» **Extracted material**:
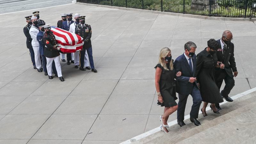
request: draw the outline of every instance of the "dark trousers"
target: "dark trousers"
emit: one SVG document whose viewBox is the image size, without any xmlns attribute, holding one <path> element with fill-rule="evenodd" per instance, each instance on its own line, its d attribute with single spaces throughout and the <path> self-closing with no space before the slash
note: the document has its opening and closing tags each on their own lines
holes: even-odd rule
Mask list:
<svg viewBox="0 0 256 144">
<path fill-rule="evenodd" d="M 36 66 L 36 61 L 35 61 L 35 53 L 33 49 L 28 49 L 29 50 L 30 57 L 31 58 L 31 61 L 33 64 L 33 66 Z"/>
<path fill-rule="evenodd" d="M 92 69 L 94 69 L 94 63 L 93 63 L 93 59 L 92 57 L 92 47 L 91 47 L 87 48 L 86 50 L 87 51 L 87 53 L 88 54 L 88 57 L 89 58 L 89 61 L 90 62 L 91 68 Z"/>
<path fill-rule="evenodd" d="M 71 60 L 71 53 L 67 54 L 67 60 L 68 61 L 70 61 Z"/>
<path fill-rule="evenodd" d="M 193 105 L 191 108 L 190 117 L 197 118 L 199 109 L 202 102 L 202 98 L 199 89 L 195 84 L 190 95 L 193 99 Z M 188 95 L 182 95 L 179 94 L 179 103 L 177 110 L 177 120 L 178 121 L 183 121 L 184 120 L 185 108 L 188 96 Z"/>
<path fill-rule="evenodd" d="M 46 68 L 46 58 L 44 55 L 41 55 L 42 57 L 42 65 L 43 65 L 43 69 L 44 71 L 47 72 L 47 69 Z"/>
</svg>

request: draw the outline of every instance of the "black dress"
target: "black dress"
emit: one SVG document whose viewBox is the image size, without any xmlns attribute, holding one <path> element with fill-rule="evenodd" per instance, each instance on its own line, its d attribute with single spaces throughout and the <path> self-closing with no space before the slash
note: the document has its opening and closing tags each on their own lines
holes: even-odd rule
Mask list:
<svg viewBox="0 0 256 144">
<path fill-rule="evenodd" d="M 203 101 L 211 103 L 223 101 L 215 83 L 214 72 L 218 60 L 206 51 L 206 48 L 196 56 L 197 81 L 200 84 L 200 93 Z"/>
<path fill-rule="evenodd" d="M 173 60 L 171 62 L 173 62 Z M 170 65 L 167 65 L 167 68 L 169 69 L 169 70 L 164 68 L 160 63 L 156 65 L 155 68 L 156 68 L 156 67 L 158 67 L 162 69 L 159 85 L 160 92 L 163 97 L 164 102 L 161 103 L 158 101 L 157 104 L 161 105 L 161 107 L 164 106 L 165 107 L 169 108 L 177 105 L 175 100 L 178 98 L 176 97 L 175 89 L 176 83 L 174 79 L 176 75 L 175 70 L 174 68 L 172 70 L 171 70 Z"/>
</svg>

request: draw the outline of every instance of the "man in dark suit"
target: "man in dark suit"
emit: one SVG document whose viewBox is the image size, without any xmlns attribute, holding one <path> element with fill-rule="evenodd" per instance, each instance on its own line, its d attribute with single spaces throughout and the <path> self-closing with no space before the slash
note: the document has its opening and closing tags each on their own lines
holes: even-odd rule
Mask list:
<svg viewBox="0 0 256 144">
<path fill-rule="evenodd" d="M 188 42 L 184 46 L 185 52 L 179 56 L 174 62 L 177 72 L 180 71 L 181 76 L 177 77 L 177 92 L 179 93 L 179 103 L 177 111 L 178 124 L 180 126 L 186 125 L 183 121 L 187 100 L 190 94 L 193 99 L 193 105 L 190 112 L 190 120 L 196 125 L 201 124 L 196 119 L 202 101 L 200 92 L 195 77 L 196 57 L 195 52 L 196 45 L 192 42 Z"/>
<path fill-rule="evenodd" d="M 61 28 L 69 31 L 70 25 L 74 23 L 75 21 L 72 20 L 72 15 L 73 14 L 73 13 L 67 13 L 66 14 L 67 14 L 67 20 L 62 22 Z M 70 61 L 71 60 L 71 53 L 67 53 L 67 64 L 68 65 L 70 64 Z"/>
<path fill-rule="evenodd" d="M 35 53 L 34 51 L 33 50 L 33 48 L 32 47 L 32 44 L 31 42 L 32 42 L 32 38 L 29 34 L 29 29 L 32 25 L 33 24 L 32 22 L 31 21 L 31 17 L 32 15 L 28 16 L 25 17 L 26 18 L 26 21 L 28 23 L 26 26 L 23 28 L 23 32 L 25 35 L 25 36 L 27 37 L 27 47 L 29 50 L 29 53 L 30 56 L 31 58 L 31 61 L 33 64 L 33 66 L 34 69 L 36 69 L 36 62 L 35 61 Z"/>
<path fill-rule="evenodd" d="M 215 81 L 219 89 L 220 90 L 223 79 L 226 84 L 220 95 L 226 100 L 230 102 L 233 101 L 232 99 L 228 97 L 228 94 L 235 86 L 233 77 L 236 76 L 238 74 L 234 57 L 234 44 L 231 42 L 232 39 L 232 33 L 229 30 L 226 30 L 223 32 L 221 38 L 217 41 L 219 47 L 216 53 L 218 61 L 224 64 L 225 67 L 224 69 L 216 68 L 215 72 Z M 219 110 L 221 109 L 219 104 L 215 104 L 215 105 Z"/>
</svg>

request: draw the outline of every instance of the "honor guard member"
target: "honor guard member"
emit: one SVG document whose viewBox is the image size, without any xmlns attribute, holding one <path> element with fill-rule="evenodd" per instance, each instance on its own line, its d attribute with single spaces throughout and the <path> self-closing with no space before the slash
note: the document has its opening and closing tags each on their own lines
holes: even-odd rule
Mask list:
<svg viewBox="0 0 256 144">
<path fill-rule="evenodd" d="M 61 16 L 61 20 L 59 20 L 57 22 L 57 27 L 61 28 L 62 28 L 62 23 L 67 21 L 67 14 L 66 13 L 60 14 Z"/>
<path fill-rule="evenodd" d="M 31 21 L 31 17 L 32 16 L 31 15 L 25 17 L 25 18 L 26 18 L 26 21 L 28 23 L 28 24 L 23 28 L 23 32 L 24 33 L 25 36 L 27 37 L 27 41 L 26 42 L 27 47 L 29 50 L 29 54 L 31 58 L 31 61 L 33 64 L 34 69 L 36 69 L 36 62 L 35 61 L 35 54 L 34 53 L 34 51 L 33 50 L 33 48 L 32 47 L 32 45 L 31 44 L 32 38 L 31 38 L 31 36 L 29 34 L 29 29 L 31 28 L 31 26 L 32 26 L 32 25 L 33 24 L 32 22 Z"/>
<path fill-rule="evenodd" d="M 233 39 L 231 32 L 226 30 L 223 32 L 221 38 L 217 40 L 219 47 L 216 52 L 218 61 L 221 62 L 225 67 L 224 69 L 215 68 L 214 73 L 215 82 L 219 90 L 220 90 L 224 80 L 226 84 L 220 92 L 220 95 L 229 102 L 233 101 L 233 100 L 228 97 L 228 94 L 235 86 L 234 77 L 236 76 L 238 74 L 234 57 L 234 44 L 231 42 Z M 219 104 L 216 103 L 215 105 L 218 110 L 221 109 Z"/>
<path fill-rule="evenodd" d="M 64 21 L 62 23 L 62 27 L 61 28 L 67 31 L 69 31 L 70 25 L 73 23 L 74 21 L 72 20 L 72 15 L 73 13 L 68 13 L 67 14 L 67 20 Z M 71 53 L 67 54 L 67 64 L 69 65 L 70 64 L 70 61 L 71 60 Z"/>
<path fill-rule="evenodd" d="M 35 53 L 35 60 L 36 62 L 36 66 L 37 69 L 37 71 L 42 72 L 42 65 L 41 59 L 40 57 L 40 53 L 39 52 L 39 43 L 36 39 L 36 36 L 39 32 L 39 27 L 37 26 L 38 21 L 36 17 L 31 17 L 31 20 L 33 25 L 31 26 L 29 29 L 29 34 L 33 39 L 31 44 Z"/>
<path fill-rule="evenodd" d="M 82 70 L 85 70 L 84 68 L 84 59 L 85 51 L 87 51 L 90 65 L 92 68 L 92 71 L 95 73 L 97 72 L 97 70 L 94 68 L 93 59 L 92 57 L 92 42 L 91 38 L 92 37 L 92 27 L 91 26 L 85 23 L 85 16 L 81 16 L 79 17 L 80 24 L 76 26 L 75 28 L 75 33 L 77 34 L 84 39 L 84 45 L 83 50 L 80 51 L 80 67 L 79 69 Z"/>
<path fill-rule="evenodd" d="M 52 72 L 52 66 L 54 60 L 56 70 L 58 76 L 60 81 L 64 81 L 64 78 L 61 74 L 61 67 L 60 63 L 60 52 L 58 47 L 55 36 L 51 30 L 50 25 L 48 24 L 44 26 L 45 32 L 43 37 L 43 41 L 45 45 L 44 47 L 44 56 L 47 60 L 46 67 L 49 79 L 53 78 Z"/>
<path fill-rule="evenodd" d="M 34 12 L 33 13 L 33 14 L 34 15 L 34 16 L 36 17 L 37 17 L 37 21 L 38 21 L 38 23 L 42 23 L 44 25 L 45 24 L 45 23 L 44 22 L 44 20 L 40 20 L 39 19 L 39 11 L 36 11 L 36 12 Z"/>
<path fill-rule="evenodd" d="M 69 28 L 69 32 L 71 33 L 75 33 L 75 28 L 76 26 L 77 25 L 79 24 L 80 23 L 79 21 L 79 17 L 80 16 L 80 15 L 76 13 L 74 15 L 74 18 L 76 21 L 75 22 L 72 23 L 70 25 Z M 79 65 L 79 52 L 76 52 L 73 53 L 72 54 L 74 53 L 74 60 L 75 60 L 75 67 L 76 68 L 78 68 Z M 85 67 L 85 68 L 87 69 L 91 69 L 91 68 L 89 67 L 89 61 L 88 60 L 89 58 L 88 57 L 88 54 L 87 54 L 87 52 L 85 51 L 85 54 L 84 55 L 84 67 Z"/>
</svg>

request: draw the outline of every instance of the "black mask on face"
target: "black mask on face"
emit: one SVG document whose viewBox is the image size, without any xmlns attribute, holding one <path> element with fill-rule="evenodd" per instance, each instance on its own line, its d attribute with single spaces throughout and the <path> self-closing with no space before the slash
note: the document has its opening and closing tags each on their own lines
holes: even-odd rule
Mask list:
<svg viewBox="0 0 256 144">
<path fill-rule="evenodd" d="M 166 62 L 169 63 L 170 62 L 170 61 L 172 60 L 172 56 L 171 56 L 170 57 L 166 57 L 164 58 L 164 60 Z"/>
<path fill-rule="evenodd" d="M 37 20 L 34 21 L 33 22 L 33 23 L 34 24 L 34 25 L 36 25 L 38 24 L 38 21 L 37 21 Z"/>
<path fill-rule="evenodd" d="M 41 31 L 44 31 L 44 28 L 41 28 Z"/>
<path fill-rule="evenodd" d="M 84 25 L 84 24 L 85 23 L 85 21 L 82 20 L 82 21 L 80 21 L 80 23 L 81 23 L 81 24 L 82 25 Z"/>
<path fill-rule="evenodd" d="M 72 20 L 72 18 L 68 18 L 68 20 L 70 21 Z"/>
</svg>

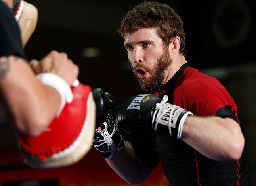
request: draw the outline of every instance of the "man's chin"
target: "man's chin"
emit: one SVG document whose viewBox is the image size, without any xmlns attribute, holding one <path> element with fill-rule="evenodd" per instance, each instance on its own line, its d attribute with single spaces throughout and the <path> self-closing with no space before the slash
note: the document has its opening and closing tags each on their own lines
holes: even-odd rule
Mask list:
<svg viewBox="0 0 256 186">
<path fill-rule="evenodd" d="M 161 87 L 161 85 L 155 84 L 155 83 L 149 82 L 142 82 L 141 81 L 138 82 L 141 88 L 149 94 L 154 94 Z"/>
</svg>

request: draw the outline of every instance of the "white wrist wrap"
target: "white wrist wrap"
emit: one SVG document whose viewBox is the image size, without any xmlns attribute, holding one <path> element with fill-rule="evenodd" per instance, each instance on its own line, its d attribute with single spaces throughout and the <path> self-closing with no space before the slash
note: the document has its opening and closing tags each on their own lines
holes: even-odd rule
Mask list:
<svg viewBox="0 0 256 186">
<path fill-rule="evenodd" d="M 43 84 L 55 89 L 61 96 L 61 104 L 56 117 L 58 117 L 61 112 L 66 103 L 70 103 L 73 100 L 73 94 L 71 88 L 62 78 L 50 72 L 38 74 L 36 77 Z"/>
</svg>

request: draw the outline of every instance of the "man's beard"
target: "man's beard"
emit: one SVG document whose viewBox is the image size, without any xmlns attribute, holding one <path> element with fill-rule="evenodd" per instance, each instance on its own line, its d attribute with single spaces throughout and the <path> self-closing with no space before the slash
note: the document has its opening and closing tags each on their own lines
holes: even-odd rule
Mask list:
<svg viewBox="0 0 256 186">
<path fill-rule="evenodd" d="M 158 90 L 164 82 L 166 72 L 168 69 L 172 62 L 168 47 L 164 49 L 163 55 L 159 58 L 156 64 L 152 69 L 144 66 L 140 63 L 133 67 L 133 73 L 138 80 L 141 88 L 150 94 L 153 94 Z M 151 77 L 145 79 L 140 78 L 136 72 L 136 68 L 141 68 L 147 71 Z"/>
</svg>

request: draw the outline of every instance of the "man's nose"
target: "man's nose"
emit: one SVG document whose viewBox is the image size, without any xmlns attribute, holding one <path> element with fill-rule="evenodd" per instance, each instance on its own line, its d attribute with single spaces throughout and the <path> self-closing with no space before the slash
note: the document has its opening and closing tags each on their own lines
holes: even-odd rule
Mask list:
<svg viewBox="0 0 256 186">
<path fill-rule="evenodd" d="M 133 62 L 136 63 L 143 61 L 143 52 L 139 49 L 134 49 Z"/>
</svg>

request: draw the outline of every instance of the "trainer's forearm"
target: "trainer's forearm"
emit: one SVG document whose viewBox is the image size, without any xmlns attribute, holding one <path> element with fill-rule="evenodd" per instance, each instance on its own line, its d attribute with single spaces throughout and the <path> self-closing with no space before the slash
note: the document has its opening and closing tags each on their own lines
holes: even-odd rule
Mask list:
<svg viewBox="0 0 256 186">
<path fill-rule="evenodd" d="M 111 159 L 106 159 L 111 168 L 128 183 L 137 184 L 145 181 L 153 169 L 149 167 L 136 155 L 132 145 L 125 141 L 125 147 L 114 153 Z"/>
<path fill-rule="evenodd" d="M 0 58 L 9 66 L 0 78 L 2 102 L 9 119 L 20 131 L 31 135 L 42 132 L 54 118 L 60 96 L 37 78 L 23 59 L 10 56 Z"/>
</svg>

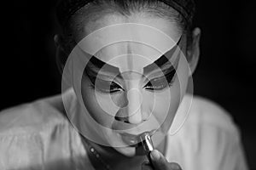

» **Aim**:
Collect every line above that contains the string "beard", matching case exactly, and copy each one out in full.

» **Reply**:
request: draw the outline of every instance of the "man's beard"
target: "man's beard"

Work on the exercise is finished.